__Task instructions__: Render the lines starting at the one containing "Where can the backpack" and ending at the one containing "pixel 303 183" as a Markdown table with two columns, Index and Line. Number each line in order, and leave out any blank lines.
=======
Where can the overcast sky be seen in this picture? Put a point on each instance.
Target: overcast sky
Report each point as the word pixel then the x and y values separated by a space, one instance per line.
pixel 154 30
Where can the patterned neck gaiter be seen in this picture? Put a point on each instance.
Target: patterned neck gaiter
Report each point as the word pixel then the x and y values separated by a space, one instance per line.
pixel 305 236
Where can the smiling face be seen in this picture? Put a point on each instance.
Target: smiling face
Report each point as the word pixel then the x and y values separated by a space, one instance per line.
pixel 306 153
=======
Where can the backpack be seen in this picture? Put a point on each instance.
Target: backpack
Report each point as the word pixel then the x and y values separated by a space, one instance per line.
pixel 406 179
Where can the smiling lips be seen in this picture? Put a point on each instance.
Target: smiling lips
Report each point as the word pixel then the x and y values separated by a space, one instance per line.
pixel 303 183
=======
__Output below__:
| Index | Line |
|---|---|
| 1 | Where can the backpack be seen in this picture? Put a point on each instance. |
| 2 | Target: backpack |
| 3 | Report each point as the word pixel then the x and y values separated by a space, one instance per line. |
| 4 | pixel 406 179 |
| 5 | Where can the smiling lips be seen in this picture? Put a point on each instance. |
| 6 | Target: smiling lips |
| 7 | Report each point as the word pixel then the x and y values separated by a space, one instance per line. |
| 8 | pixel 303 183 |